[Trecho selecionado]
----------

Já a história da cadeira elétrica é bem mais recente. No fim do século XIX, Thomas Edison patenteou a lâmpada e os dispositivos cinematográficos nos EUA, enquanto fazia lobby junto ao governo americano para dar início ao mercado da eletrocussão. A execução de prisioneiros usando eletricidade é um marco da vida moderna, de uma sociedade em plena Revolução Industrial e exemplo de uma evolução tecnológica, econômica e social (“God bless America“).
Nesse momento histórico, os artesãos deixam de produzir cadeiras e passam a operar máquinas. A tecnologia traz consigo a separação entre aqueles que fazem as máquinas funcionarem (funcionários) e aqueles que patrocinam as máquinas (patrões). Os patrões também detêm o conhecimento científico aplicado na produção de cadeiras, desde a escolha e pesquisa da madeira e materiais adequados, passando pela produção serializada, e chegando à venda do produto final, distribuída em escala mundial. Os funcionários sabem se sentar na cadeira e apertar botões.
Contudo, outra revolução surgiu de tanto apertar botão: a Revolução Digital. Com ela, veio o computador, a interface gráfica, a Internet, as redes sociais e, também, o motivo deste texto, a fabricação digital. Alguns talvez tenham em mente a tão comentada impressora 3D, como exemplo do que vem a ser a tal fabricação digital. Na realidade, o conceito é um pouco mais robusto e abarca todo um novo tipo de produção que usa ferramentas controladas por computador para transformar projetos digitais em objetos físicos. É a exploração da fronteira entre a Ciência da Computação e a Ciência Física, como gosta de definir o Prof. Neil Gershenfeld, diretor do Center for Bits and Atoms do MIT. Gershenfeld é professor e coordena a disciplina How to Make (Almost) Anything. Desde 2001, trabalha com o tema de fabricação digital e é um dos pioneiros do projeto FabLab.
Inicialmente, a computação revolucionou o modo de produção com as ferramentas CAD (computer-aided design). Era possível representar o desenho de uma cadeira em um mundo gráfico de bits. A computação passou de representação do projeto para ferramenta do projeto com o advento das ferramentas CAM (computer-aided manufacturing), incluindo as instruções para as máquinas de Computer Numerical Control (CNC). Essas máquinas recebem uma informação numérica a partir do arquivo de design e são capazes de cortar e fresar o material para chegar à forma almejada. Esse tipo de produção é conhecida como substrativa e conta também com outros tipos de maquinário, como cortadora a laser, a plasma (para chapas metálicas) ou a jato de água. Essas tecnologias, de modo geral, não estão facilmente disponibilizadas para o público em geral, pelo menos não tanto quanto uma outra, cujo modo de produção ocorre por adição de material, a impressora 3D.

----------

[Dados extraídos]

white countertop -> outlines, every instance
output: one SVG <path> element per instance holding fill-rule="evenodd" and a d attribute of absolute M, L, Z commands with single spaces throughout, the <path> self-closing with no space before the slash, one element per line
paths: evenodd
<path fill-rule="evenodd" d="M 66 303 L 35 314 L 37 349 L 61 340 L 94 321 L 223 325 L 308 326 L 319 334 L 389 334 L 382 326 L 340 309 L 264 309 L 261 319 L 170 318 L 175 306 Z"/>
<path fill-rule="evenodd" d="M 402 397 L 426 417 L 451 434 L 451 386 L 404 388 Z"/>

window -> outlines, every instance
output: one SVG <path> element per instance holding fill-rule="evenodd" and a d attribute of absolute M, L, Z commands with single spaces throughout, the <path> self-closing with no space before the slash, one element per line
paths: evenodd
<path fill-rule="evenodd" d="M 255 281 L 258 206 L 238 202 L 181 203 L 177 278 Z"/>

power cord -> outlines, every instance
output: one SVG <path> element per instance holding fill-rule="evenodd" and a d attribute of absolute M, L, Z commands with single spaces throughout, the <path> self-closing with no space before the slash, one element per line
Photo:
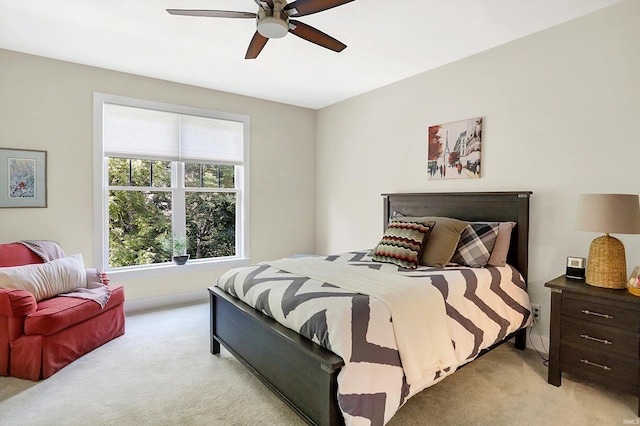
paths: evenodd
<path fill-rule="evenodd" d="M 531 347 L 533 348 L 533 350 L 535 350 L 537 352 L 537 354 L 540 356 L 540 358 L 542 358 L 542 365 L 544 365 L 545 367 L 549 366 L 549 359 L 545 358 L 544 354 L 549 353 L 547 351 L 547 349 L 544 347 L 544 341 L 542 340 L 542 336 L 540 335 L 540 330 L 538 327 L 536 327 L 538 325 L 538 322 L 536 321 L 536 319 L 533 319 L 533 325 L 531 326 L 531 328 L 529 329 L 529 343 L 531 343 Z M 538 339 L 540 340 L 540 344 L 542 345 L 542 350 L 543 352 L 540 352 L 538 350 L 538 348 L 536 348 L 536 345 L 533 344 L 533 340 L 531 339 L 531 333 L 533 333 L 533 329 L 535 328 L 536 333 L 538 334 Z"/>

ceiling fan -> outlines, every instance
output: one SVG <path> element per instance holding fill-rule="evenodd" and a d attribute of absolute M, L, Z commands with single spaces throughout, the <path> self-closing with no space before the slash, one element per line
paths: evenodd
<path fill-rule="evenodd" d="M 286 0 L 254 0 L 258 5 L 258 12 L 233 12 L 229 10 L 186 10 L 167 9 L 172 15 L 206 16 L 213 18 L 254 18 L 257 30 L 249 43 L 245 59 L 255 59 L 270 38 L 282 38 L 287 33 L 292 33 L 300 38 L 315 43 L 319 46 L 342 52 L 347 45 L 335 38 L 313 28 L 303 22 L 290 19 L 311 15 L 341 6 L 353 0 L 296 0 L 292 3 Z"/>

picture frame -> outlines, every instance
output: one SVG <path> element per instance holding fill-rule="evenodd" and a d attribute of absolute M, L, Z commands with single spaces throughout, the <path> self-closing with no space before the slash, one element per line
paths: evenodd
<path fill-rule="evenodd" d="M 429 126 L 429 180 L 477 179 L 482 175 L 482 117 Z"/>
<path fill-rule="evenodd" d="M 0 148 L 0 208 L 47 207 L 47 151 Z"/>

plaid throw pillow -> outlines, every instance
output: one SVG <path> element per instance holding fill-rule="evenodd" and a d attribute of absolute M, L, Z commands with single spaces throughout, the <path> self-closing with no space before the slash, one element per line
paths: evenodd
<path fill-rule="evenodd" d="M 472 268 L 487 265 L 498 237 L 499 223 L 472 222 L 460 235 L 460 242 L 451 261 Z"/>
<path fill-rule="evenodd" d="M 435 222 L 392 220 L 373 250 L 373 260 L 407 269 L 417 268 L 423 242 L 434 225 Z"/>

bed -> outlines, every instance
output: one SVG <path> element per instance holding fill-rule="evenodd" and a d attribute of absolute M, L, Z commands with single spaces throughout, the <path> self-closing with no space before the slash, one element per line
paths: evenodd
<path fill-rule="evenodd" d="M 326 261 L 336 264 L 338 269 L 353 270 L 354 267 L 359 267 L 360 270 L 379 269 L 387 271 L 384 273 L 400 273 L 406 281 L 423 279 L 421 277 L 427 275 L 426 279 L 434 281 L 435 275 L 441 277 L 447 273 L 450 275 L 447 275 L 446 280 L 451 281 L 451 285 L 455 280 L 461 280 L 463 288 L 469 283 L 477 286 L 476 283 L 483 282 L 478 277 L 490 275 L 492 278 L 489 281 L 493 280 L 493 283 L 488 286 L 493 292 L 499 288 L 498 292 L 502 293 L 502 299 L 508 301 L 508 306 L 497 306 L 493 299 L 492 302 L 475 302 L 478 306 L 483 304 L 484 310 L 495 317 L 489 324 L 489 329 L 495 331 L 474 331 L 478 328 L 473 322 L 480 320 L 470 321 L 467 317 L 487 312 L 474 313 L 472 311 L 477 310 L 476 305 L 473 308 L 463 306 L 468 304 L 470 298 L 475 297 L 469 297 L 467 290 L 463 291 L 461 301 L 454 301 L 449 293 L 455 293 L 455 287 L 450 287 L 449 284 L 433 285 L 443 295 L 443 306 L 449 316 L 446 321 L 455 324 L 449 327 L 452 334 L 447 335 L 450 336 L 450 342 L 454 343 L 453 348 L 443 349 L 444 354 L 436 354 L 434 359 L 456 357 L 456 362 L 449 364 L 437 362 L 435 374 L 409 374 L 409 367 L 413 364 L 409 363 L 407 350 L 403 349 L 404 355 L 400 357 L 398 354 L 402 353 L 401 346 L 416 339 L 405 340 L 405 343 L 400 340 L 390 341 L 394 340 L 392 327 L 396 324 L 387 325 L 393 321 L 392 315 L 385 310 L 385 303 L 373 296 L 355 295 L 357 292 L 353 289 L 337 288 L 322 273 L 317 277 L 310 273 L 299 275 L 295 269 L 287 270 L 289 263 L 286 262 L 267 262 L 230 271 L 215 286 L 209 288 L 211 353 L 218 354 L 222 344 L 309 424 L 384 424 L 412 395 L 437 383 L 494 347 L 513 339 L 517 348 L 524 349 L 526 327 L 531 324 L 530 304 L 526 295 L 530 195 L 531 192 L 383 194 L 385 228 L 398 213 L 410 217 L 452 217 L 468 222 L 515 222 L 517 225 L 511 233 L 507 265 L 504 267 L 427 268 L 429 271 L 422 267 L 409 270 L 387 264 L 381 267 L 378 266 L 379 262 L 371 259 L 369 251 L 342 253 L 307 261 L 312 267 Z M 376 273 L 367 274 L 374 275 L 372 279 L 378 276 Z M 432 276 L 433 274 L 435 275 Z M 503 281 L 507 284 L 503 284 Z M 286 282 L 286 286 L 278 287 L 282 282 Z M 502 287 L 506 285 L 510 287 L 505 292 Z M 307 297 L 295 302 L 296 307 L 288 308 L 285 306 L 289 306 L 291 302 L 285 303 L 282 297 L 284 294 L 291 294 L 292 287 L 295 288 L 293 293 L 299 292 L 296 297 L 301 295 L 303 286 L 308 286 L 304 287 L 305 294 L 317 294 L 319 291 L 330 293 L 329 297 L 319 298 L 330 302 L 324 309 L 314 308 L 313 315 L 308 314 L 308 318 L 296 318 L 295 308 L 298 305 L 315 301 Z M 491 297 L 495 299 L 495 295 Z M 346 304 L 347 300 L 351 309 L 345 308 L 344 312 L 338 310 L 337 306 Z M 356 319 L 356 311 L 364 311 L 370 315 L 364 326 L 361 320 Z M 293 314 L 285 315 L 289 312 Z M 394 315 L 398 312 L 395 311 Z M 337 319 L 327 319 L 329 314 L 337 316 Z M 398 322 L 399 319 L 400 315 Z M 341 324 L 351 324 L 351 344 L 345 341 L 346 337 L 338 336 L 336 329 Z M 360 325 L 356 327 L 354 324 Z M 446 340 L 447 336 L 430 338 Z M 357 338 L 364 341 L 366 346 L 356 344 Z M 345 363 L 343 357 L 336 353 L 341 353 L 348 362 Z M 375 361 L 364 359 L 373 356 L 372 354 L 375 355 Z M 360 359 L 355 361 L 359 362 L 354 362 L 354 358 L 358 356 Z M 444 368 L 445 365 L 449 367 Z M 358 386 L 371 390 L 363 392 Z"/>

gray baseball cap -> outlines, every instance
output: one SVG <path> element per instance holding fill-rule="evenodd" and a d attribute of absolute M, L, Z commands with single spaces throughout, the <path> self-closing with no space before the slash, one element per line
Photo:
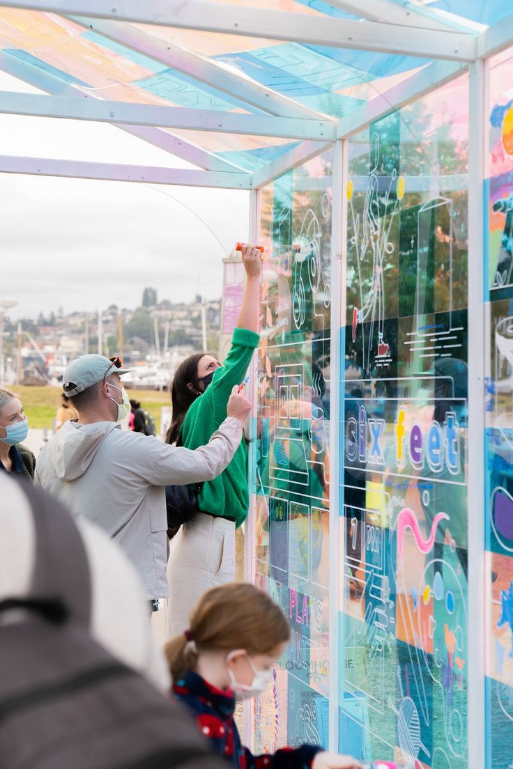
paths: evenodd
<path fill-rule="evenodd" d="M 128 374 L 133 368 L 121 368 L 104 355 L 81 355 L 66 366 L 62 375 L 65 395 L 72 397 L 83 392 L 112 374 Z"/>

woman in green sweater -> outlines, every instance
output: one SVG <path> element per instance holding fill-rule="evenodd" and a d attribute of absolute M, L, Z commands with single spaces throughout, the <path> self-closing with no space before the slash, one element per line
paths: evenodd
<path fill-rule="evenodd" d="M 169 443 L 191 449 L 202 446 L 226 418 L 232 390 L 243 381 L 258 346 L 261 260 L 258 248 L 243 246 L 246 286 L 224 364 L 199 353 L 177 368 L 172 388 Z M 235 528 L 245 520 L 249 506 L 246 460 L 242 441 L 226 470 L 203 484 L 198 512 L 172 540 L 167 638 L 188 627 L 189 614 L 205 591 L 235 578 Z"/>

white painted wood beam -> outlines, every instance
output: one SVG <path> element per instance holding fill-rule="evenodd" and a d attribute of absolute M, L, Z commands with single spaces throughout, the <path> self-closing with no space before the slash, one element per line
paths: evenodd
<path fill-rule="evenodd" d="M 293 41 L 428 58 L 471 62 L 476 39 L 459 32 L 405 29 L 377 22 L 311 16 L 284 11 L 204 2 L 202 0 L 2 0 L 8 8 L 50 11 L 182 29 Z"/>
<path fill-rule="evenodd" d="M 201 56 L 155 35 L 148 35 L 133 25 L 124 22 L 91 19 L 84 16 L 68 18 L 102 37 L 155 59 L 166 67 L 188 75 L 200 83 L 205 83 L 228 96 L 242 101 L 245 105 L 282 118 L 329 119 L 327 115 L 304 107 L 254 80 L 238 75 L 222 62 Z"/>
<path fill-rule="evenodd" d="M 75 179 L 132 181 L 182 187 L 220 187 L 235 190 L 252 188 L 251 174 L 228 174 L 224 171 L 216 173 L 214 171 L 196 171 L 188 168 L 90 163 L 78 160 L 25 158 L 6 155 L 0 155 L 0 173 L 62 176 Z"/>
<path fill-rule="evenodd" d="M 78 98 L 94 98 L 88 96 L 87 92 L 82 91 L 77 86 L 66 83 L 39 67 L 24 62 L 15 56 L 12 56 L 4 51 L 0 51 L 0 70 L 54 95 L 72 96 Z M 122 125 L 116 123 L 113 125 L 115 128 L 120 128 L 125 133 L 132 134 L 143 141 L 158 147 L 165 152 L 169 152 L 170 155 L 176 158 L 181 158 L 182 160 L 192 163 L 205 171 L 224 171 L 229 173 L 245 170 L 218 158 L 202 147 L 186 141 L 178 136 L 173 136 L 172 134 L 168 133 L 167 131 L 162 131 L 162 128 L 155 128 L 148 125 Z"/>
<path fill-rule="evenodd" d="M 330 0 L 331 5 L 369 22 L 382 22 L 405 27 L 438 29 L 441 32 L 467 31 L 466 19 L 461 24 L 439 15 L 435 8 L 420 2 L 395 2 L 395 0 Z"/>
<path fill-rule="evenodd" d="M 8 91 L 0 92 L 0 112 L 328 141 L 334 140 L 337 125 L 332 121 L 300 120 L 270 115 L 244 115 L 95 98 L 42 96 Z"/>
<path fill-rule="evenodd" d="M 509 45 L 513 45 L 513 14 L 481 33 L 478 38 L 478 57 L 493 56 Z"/>
<path fill-rule="evenodd" d="M 338 122 L 338 136 L 356 133 L 374 120 L 392 112 L 433 88 L 443 85 L 466 71 L 466 67 L 451 62 L 434 62 L 401 82 L 353 110 Z"/>

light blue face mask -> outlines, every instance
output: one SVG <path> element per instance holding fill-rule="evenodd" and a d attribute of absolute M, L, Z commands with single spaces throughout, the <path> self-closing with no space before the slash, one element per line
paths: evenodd
<path fill-rule="evenodd" d="M 4 428 L 7 434 L 5 438 L 0 436 L 0 441 L 6 443 L 8 446 L 15 446 L 16 444 L 22 443 L 28 434 L 28 422 L 26 418 L 21 422 L 15 422 Z"/>

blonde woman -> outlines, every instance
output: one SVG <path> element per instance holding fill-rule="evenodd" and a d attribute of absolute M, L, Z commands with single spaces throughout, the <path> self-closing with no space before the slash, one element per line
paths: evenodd
<path fill-rule="evenodd" d="M 28 422 L 18 395 L 0 388 L 0 472 L 19 474 L 34 480 L 35 457 L 22 441 Z"/>

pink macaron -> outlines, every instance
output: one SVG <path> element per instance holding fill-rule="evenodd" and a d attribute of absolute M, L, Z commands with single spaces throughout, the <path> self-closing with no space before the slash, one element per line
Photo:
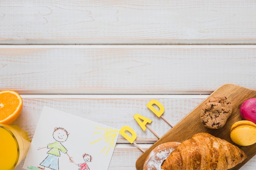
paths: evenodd
<path fill-rule="evenodd" d="M 240 114 L 243 119 L 256 124 L 256 98 L 244 102 L 240 107 Z"/>

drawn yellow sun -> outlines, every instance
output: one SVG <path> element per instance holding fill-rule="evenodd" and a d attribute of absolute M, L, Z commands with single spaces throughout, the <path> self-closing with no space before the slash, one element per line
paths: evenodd
<path fill-rule="evenodd" d="M 109 146 L 108 148 L 108 150 L 106 152 L 106 155 L 107 155 L 107 154 L 108 152 L 108 151 L 109 151 L 109 150 L 110 149 L 111 147 L 115 147 L 115 139 L 117 136 L 117 132 L 118 131 L 117 131 L 117 129 L 112 129 L 111 128 L 102 128 L 95 127 L 95 129 L 102 130 L 103 130 L 103 131 L 96 132 L 93 133 L 93 135 L 103 133 L 103 137 L 99 139 L 98 140 L 93 141 L 90 144 L 91 145 L 104 139 L 107 144 L 109 145 Z M 101 153 L 102 153 L 107 148 L 107 146 L 105 146 L 101 151 Z"/>

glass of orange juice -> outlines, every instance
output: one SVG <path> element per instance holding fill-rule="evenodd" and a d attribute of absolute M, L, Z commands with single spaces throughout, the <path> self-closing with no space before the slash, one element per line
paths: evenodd
<path fill-rule="evenodd" d="M 17 126 L 0 124 L 0 165 L 13 170 L 26 157 L 30 146 L 27 132 Z"/>

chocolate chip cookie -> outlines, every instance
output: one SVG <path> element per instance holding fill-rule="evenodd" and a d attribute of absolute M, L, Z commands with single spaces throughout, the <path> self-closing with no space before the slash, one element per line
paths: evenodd
<path fill-rule="evenodd" d="M 211 129 L 222 128 L 231 115 L 232 110 L 232 104 L 226 97 L 213 96 L 202 108 L 201 122 Z"/>

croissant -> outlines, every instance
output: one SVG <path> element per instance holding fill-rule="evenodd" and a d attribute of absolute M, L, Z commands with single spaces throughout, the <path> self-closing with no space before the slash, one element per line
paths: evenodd
<path fill-rule="evenodd" d="M 196 134 L 179 145 L 163 162 L 164 170 L 226 170 L 246 158 L 245 152 L 228 141 L 207 133 Z"/>

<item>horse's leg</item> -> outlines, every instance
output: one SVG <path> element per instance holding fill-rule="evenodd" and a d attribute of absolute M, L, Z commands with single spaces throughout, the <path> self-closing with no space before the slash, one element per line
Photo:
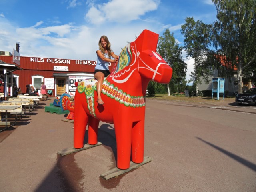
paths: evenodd
<path fill-rule="evenodd" d="M 144 120 L 134 123 L 132 136 L 132 161 L 142 163 L 144 158 Z"/>
<path fill-rule="evenodd" d="M 88 118 L 82 105 L 78 101 L 76 103 L 74 114 L 74 147 L 79 149 L 84 147 L 84 139 Z"/>
<path fill-rule="evenodd" d="M 95 145 L 98 143 L 98 130 L 100 120 L 96 118 L 89 118 L 88 126 L 88 144 Z"/>
<path fill-rule="evenodd" d="M 131 159 L 132 123 L 125 118 L 117 119 L 114 122 L 116 140 L 116 166 L 120 169 L 127 169 Z"/>

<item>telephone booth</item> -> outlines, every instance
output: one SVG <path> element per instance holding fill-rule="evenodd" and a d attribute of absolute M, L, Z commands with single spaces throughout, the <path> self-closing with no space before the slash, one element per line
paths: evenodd
<path fill-rule="evenodd" d="M 213 98 L 213 93 L 217 93 L 217 100 L 219 100 L 220 93 L 223 94 L 223 100 L 225 91 L 225 78 L 217 77 L 213 78 L 212 83 L 212 98 Z"/>

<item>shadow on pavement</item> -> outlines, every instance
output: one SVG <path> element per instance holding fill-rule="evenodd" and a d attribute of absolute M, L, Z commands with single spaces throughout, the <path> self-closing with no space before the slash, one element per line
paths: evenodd
<path fill-rule="evenodd" d="M 213 147 L 214 148 L 215 148 L 215 149 L 219 150 L 220 152 L 222 152 L 222 153 L 224 153 L 225 155 L 227 155 L 229 157 L 231 157 L 232 159 L 236 160 L 236 161 L 242 164 L 245 166 L 246 166 L 248 168 L 250 168 L 250 169 L 252 169 L 252 170 L 255 172 L 256 172 L 256 165 L 255 164 L 251 162 L 250 162 L 250 161 L 248 161 L 246 159 L 242 158 L 242 157 L 240 157 L 239 156 L 235 155 L 235 154 L 234 154 L 232 153 L 231 153 L 230 152 L 229 152 L 229 151 L 228 151 L 226 150 L 225 150 L 224 149 L 222 149 L 222 148 L 218 147 L 216 145 L 212 144 L 211 143 L 210 143 L 208 142 L 205 141 L 203 139 L 202 139 L 199 137 L 197 137 L 196 138 L 202 141 L 204 143 L 206 143 L 206 144 L 210 145 L 210 146 Z"/>

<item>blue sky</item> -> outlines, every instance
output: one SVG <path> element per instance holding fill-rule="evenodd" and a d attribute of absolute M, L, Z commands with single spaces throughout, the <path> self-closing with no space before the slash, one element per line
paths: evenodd
<path fill-rule="evenodd" d="M 102 35 L 116 54 L 145 29 L 169 28 L 182 46 L 186 17 L 210 24 L 216 14 L 211 0 L 0 0 L 0 50 L 18 42 L 21 56 L 95 60 Z"/>

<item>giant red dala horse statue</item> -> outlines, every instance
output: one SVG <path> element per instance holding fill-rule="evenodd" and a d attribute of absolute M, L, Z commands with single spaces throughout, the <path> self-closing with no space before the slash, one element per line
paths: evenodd
<path fill-rule="evenodd" d="M 104 82 L 102 98 L 96 102 L 97 81 L 84 80 L 77 86 L 74 98 L 74 147 L 84 147 L 88 125 L 88 143 L 98 142 L 99 121 L 114 124 L 117 148 L 117 166 L 129 168 L 131 159 L 143 162 L 145 98 L 150 80 L 168 83 L 172 68 L 156 52 L 158 35 L 144 30 L 134 42 L 128 44 L 119 55 L 110 74 Z M 69 101 L 68 101 L 68 102 Z M 74 106 L 67 103 L 71 108 Z"/>

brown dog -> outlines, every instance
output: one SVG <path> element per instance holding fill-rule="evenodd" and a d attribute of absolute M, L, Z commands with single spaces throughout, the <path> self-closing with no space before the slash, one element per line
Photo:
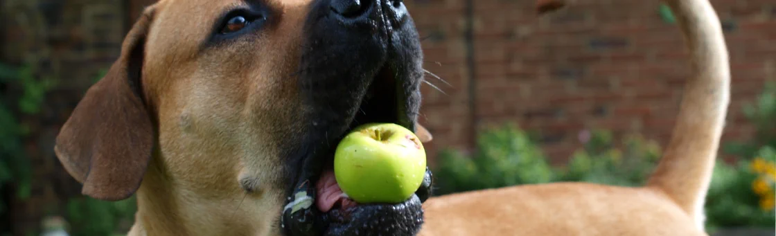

----------

[Trabalho solicitado]
[a] Segundo o trecho sobre fabricação digital, quem dirige o Center for Bits and Atoms do MIT?
[b] Redija a continuação do trecho sobre fabricação digital, retomando-o logo após a sua última frase.
Os dados não precisam ser consultados para a realização das tarefas.

[Resultados do exercício]
[a] O Prof. Neil Gershenfeld.

[b]
Para adquirir uma impressora 3D, basta entrar em uma das páginas dos fabricantes, como o MakerBot e a Felix ou a da versão brasileira Metamáquina. Nós, aqui em casa, montamos a nossa junto com a comunidade RepRap, de Barcelona. A ideia geral é que a impressora possa imprimir suas peças-chave e ser autorreplicante.

http://design-milk.com/folding-chair-and-ottoman-by-brainstream
Independentemente do tipo de produção escolhida, se aditiva ou substrativa, é possível construir uma cadeira a partir de um modelo 3D feito no computador. Aliás, esse modelo pode ser elaborado à mão por designers e engenheiros ou também pode contar com a ajuda de um processo conhecido como 3D scanner. Nesse caso, o modelo é construído a partir de imagens tomadas do objeto real. Recentemente, a Autodesk lançou o 123D Catch, um aplicativo grátis para criar modelos 3D a partir de captura de 20-40 imagens em torno do objeto.
O que há de tão revolucionário em tudo isso? Segundo Gershenfeld, em seu artigo Foreign Affairs (2012), a inovação está na capacidade de transformar dados em coisas e as coisas em dados. É possível deter novamente os conhecimentos da fabricação de uma cadeira, é possível produzir cadeiras em menor escala e de modo mais personalizado e compartilhá-las com o restante do mundo. Tudo isso porque a fabricação digital permite maior flexibilidade, simulação, customização e de maneira descentralizada e consciente. Trata-se da recapacitação e do fortalecimento de criadores e produtores locais em nível global.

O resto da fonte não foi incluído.